>> start Dataset

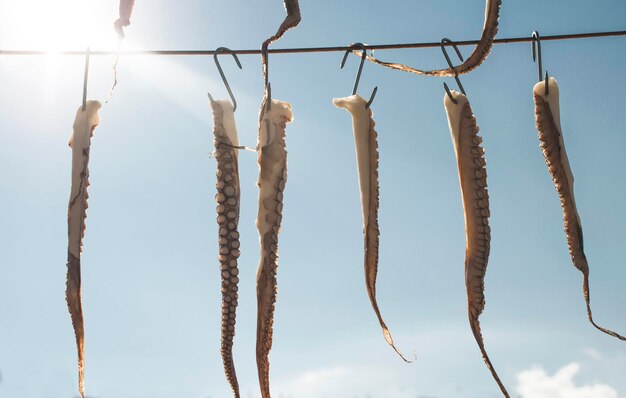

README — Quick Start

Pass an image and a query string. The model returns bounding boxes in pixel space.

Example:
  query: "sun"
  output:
[0,0,118,53]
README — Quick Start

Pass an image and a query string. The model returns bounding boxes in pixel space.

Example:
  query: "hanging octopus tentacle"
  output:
[113,0,135,40]
[211,100,240,398]
[333,95,411,362]
[444,90,509,398]
[533,77,626,340]
[256,100,293,398]
[353,0,502,76]
[259,0,302,114]
[65,101,101,398]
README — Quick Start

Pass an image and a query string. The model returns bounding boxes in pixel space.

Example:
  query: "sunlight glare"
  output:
[0,0,118,50]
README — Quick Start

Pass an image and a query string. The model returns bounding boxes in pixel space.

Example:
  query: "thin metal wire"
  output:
[340,43,378,108]
[82,47,90,110]
[440,37,467,105]
[0,30,626,56]
[209,47,242,112]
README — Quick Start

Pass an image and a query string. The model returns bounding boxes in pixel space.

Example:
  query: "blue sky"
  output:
[0,0,626,398]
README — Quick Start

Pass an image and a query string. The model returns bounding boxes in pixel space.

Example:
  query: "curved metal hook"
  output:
[82,47,91,110]
[531,31,550,95]
[341,43,378,108]
[441,37,467,104]
[261,46,272,111]
[209,47,243,112]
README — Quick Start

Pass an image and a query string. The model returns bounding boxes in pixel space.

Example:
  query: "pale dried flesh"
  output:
[113,0,135,39]
[444,91,509,398]
[211,100,240,398]
[65,101,101,398]
[259,0,302,109]
[333,95,411,362]
[353,0,502,76]
[533,78,626,340]
[256,100,293,398]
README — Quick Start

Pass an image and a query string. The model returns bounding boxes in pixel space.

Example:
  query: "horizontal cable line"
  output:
[0,30,626,55]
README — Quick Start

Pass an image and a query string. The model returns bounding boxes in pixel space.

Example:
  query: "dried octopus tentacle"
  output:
[211,100,240,398]
[353,0,502,76]
[259,0,302,109]
[65,101,101,398]
[533,77,626,340]
[113,0,135,40]
[333,95,411,362]
[256,100,293,398]
[444,91,509,398]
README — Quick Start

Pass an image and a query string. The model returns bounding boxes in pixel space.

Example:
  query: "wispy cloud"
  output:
[517,362,618,398]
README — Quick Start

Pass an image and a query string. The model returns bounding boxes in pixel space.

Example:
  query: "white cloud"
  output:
[517,362,618,398]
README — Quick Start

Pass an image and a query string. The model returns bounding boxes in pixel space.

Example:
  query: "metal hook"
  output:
[261,46,272,111]
[82,47,90,111]
[209,47,243,112]
[341,43,378,108]
[441,37,467,104]
[531,31,550,95]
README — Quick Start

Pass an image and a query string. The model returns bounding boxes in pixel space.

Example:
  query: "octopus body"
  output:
[360,0,502,76]
[333,95,410,362]
[113,0,135,39]
[65,101,102,398]
[256,100,293,398]
[444,91,509,398]
[533,77,626,340]
[211,100,240,398]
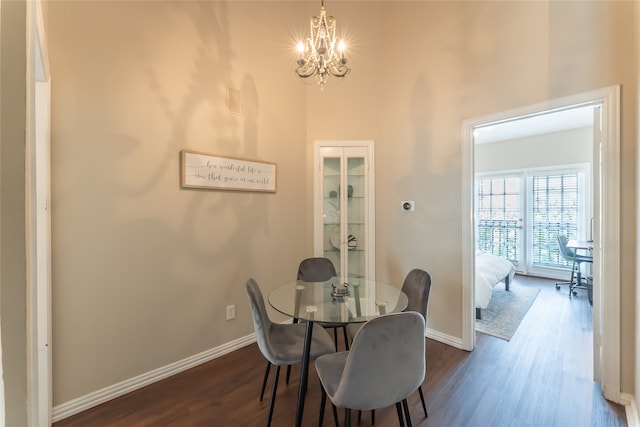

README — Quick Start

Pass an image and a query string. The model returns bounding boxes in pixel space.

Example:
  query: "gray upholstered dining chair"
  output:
[347,268,431,417]
[246,279,336,426]
[294,257,349,350]
[315,311,426,427]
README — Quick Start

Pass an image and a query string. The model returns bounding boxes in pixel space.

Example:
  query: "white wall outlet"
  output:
[227,305,236,320]
[400,200,416,212]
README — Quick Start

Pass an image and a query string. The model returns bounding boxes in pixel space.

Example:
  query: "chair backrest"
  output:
[558,234,575,261]
[247,279,277,363]
[298,257,338,282]
[332,311,426,410]
[402,268,431,321]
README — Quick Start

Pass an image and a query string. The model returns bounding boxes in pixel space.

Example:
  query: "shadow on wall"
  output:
[52,2,272,394]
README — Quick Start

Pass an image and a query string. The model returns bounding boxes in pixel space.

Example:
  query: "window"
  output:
[531,173,580,267]
[476,165,590,277]
[477,176,522,264]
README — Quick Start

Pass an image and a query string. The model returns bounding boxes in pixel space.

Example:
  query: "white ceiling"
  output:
[473,105,593,144]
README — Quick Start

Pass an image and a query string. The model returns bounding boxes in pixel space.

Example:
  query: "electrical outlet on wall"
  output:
[400,200,416,212]
[227,305,236,320]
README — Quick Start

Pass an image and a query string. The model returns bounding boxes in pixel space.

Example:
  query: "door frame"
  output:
[26,0,53,426]
[462,85,621,403]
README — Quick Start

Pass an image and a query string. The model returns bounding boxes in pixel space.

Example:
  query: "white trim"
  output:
[620,393,640,427]
[462,85,620,402]
[425,328,464,350]
[53,334,256,422]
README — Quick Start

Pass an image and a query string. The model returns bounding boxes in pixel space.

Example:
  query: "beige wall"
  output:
[42,1,637,412]
[307,1,637,391]
[473,127,593,173]
[48,1,312,405]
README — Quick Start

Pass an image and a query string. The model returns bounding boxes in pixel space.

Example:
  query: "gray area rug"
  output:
[476,283,540,341]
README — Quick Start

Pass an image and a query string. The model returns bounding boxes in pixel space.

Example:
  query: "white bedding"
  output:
[476,250,516,309]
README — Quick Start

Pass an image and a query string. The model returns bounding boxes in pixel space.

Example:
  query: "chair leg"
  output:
[286,365,292,384]
[318,384,327,427]
[286,317,300,384]
[260,360,271,402]
[418,386,429,418]
[336,325,349,351]
[267,365,280,427]
[402,399,412,427]
[396,402,404,427]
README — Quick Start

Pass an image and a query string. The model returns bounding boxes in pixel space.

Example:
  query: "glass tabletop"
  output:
[269,277,408,324]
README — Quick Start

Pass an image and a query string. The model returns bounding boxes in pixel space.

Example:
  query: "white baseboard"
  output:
[620,393,640,427]
[426,328,464,350]
[52,328,462,427]
[52,334,256,422]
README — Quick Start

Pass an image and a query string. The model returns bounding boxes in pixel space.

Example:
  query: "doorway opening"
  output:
[462,86,620,402]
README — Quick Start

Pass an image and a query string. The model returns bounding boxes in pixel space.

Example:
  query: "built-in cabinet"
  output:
[314,141,375,282]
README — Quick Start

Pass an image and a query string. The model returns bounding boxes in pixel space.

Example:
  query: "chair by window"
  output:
[246,279,336,426]
[315,311,426,427]
[556,235,593,302]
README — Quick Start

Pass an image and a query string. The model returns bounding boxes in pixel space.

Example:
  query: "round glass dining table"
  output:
[269,277,408,427]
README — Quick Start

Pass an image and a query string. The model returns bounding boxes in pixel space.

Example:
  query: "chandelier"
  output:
[296,0,351,89]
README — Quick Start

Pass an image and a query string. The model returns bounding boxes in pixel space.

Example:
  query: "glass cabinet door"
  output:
[315,142,374,281]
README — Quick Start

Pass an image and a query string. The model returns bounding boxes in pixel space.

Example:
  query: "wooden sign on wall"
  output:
[180,150,276,193]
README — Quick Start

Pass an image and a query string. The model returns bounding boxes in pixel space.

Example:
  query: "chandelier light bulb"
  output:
[296,0,351,89]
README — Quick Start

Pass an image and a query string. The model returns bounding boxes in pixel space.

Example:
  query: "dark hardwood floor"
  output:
[54,276,627,427]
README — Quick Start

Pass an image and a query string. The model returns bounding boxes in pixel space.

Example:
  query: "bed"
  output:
[476,250,516,319]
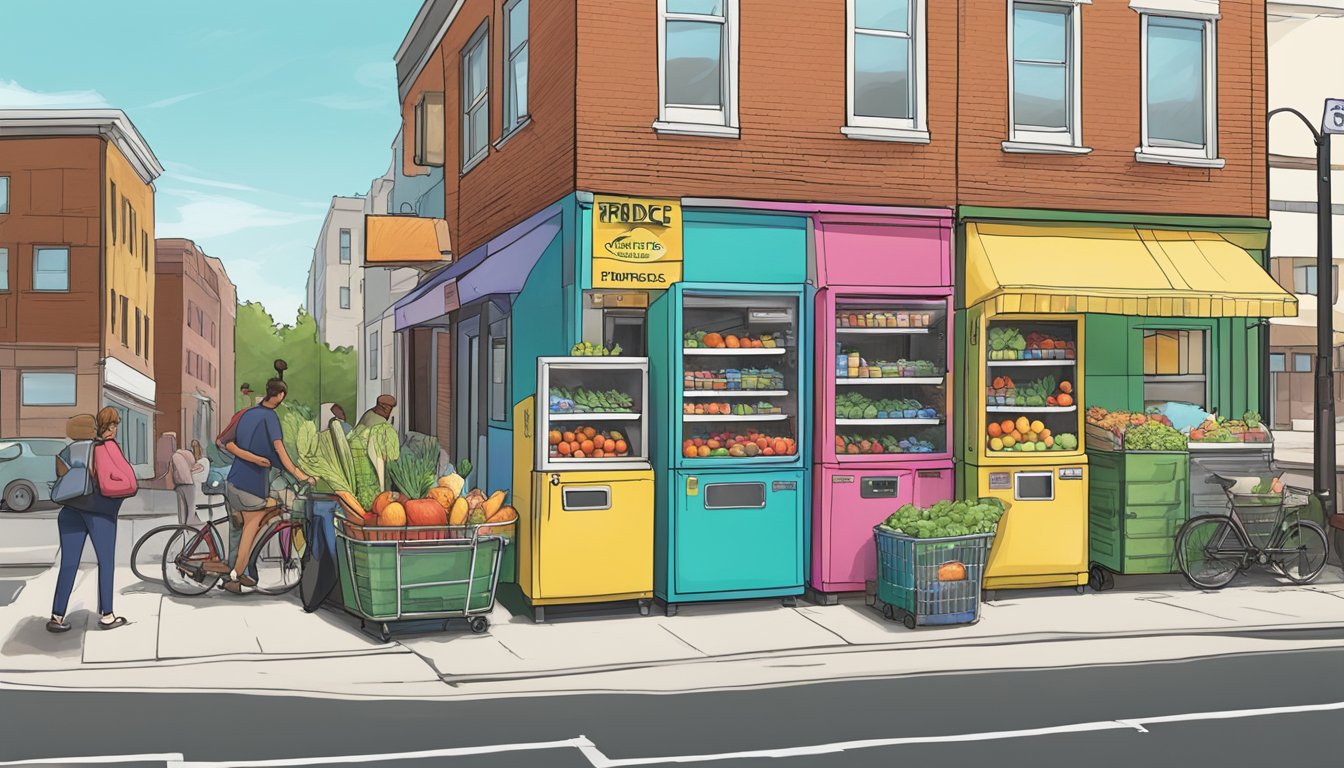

>> end Dataset

- Challenge: Reproduce the entries above word for word, from their start through the line containing "[0,0,118,50]", both ends included. Leave the pictures out.

- The answer:
README — Quick Start

Pass an image and a query string. The model returns bounding boxes in pixel space.

Example:
  query: "sun"
  output:
[0,0,118,53]
README — Quick Start

Pass an image and a query string. The model returns bounding boxes in pixel space.

Example:
  query: "hanging octopus tentacle"
  output:
[113,0,135,40]
[211,100,240,398]
[333,95,411,362]
[444,90,509,398]
[533,77,626,340]
[256,100,293,398]
[353,0,502,76]
[259,0,302,114]
[65,101,101,398]
README — Quick Start

Pass an image and a query string. The model returns bounding boxes in pixel space.

Example:
  query: "sunlight glare"
  output:
[0,0,118,50]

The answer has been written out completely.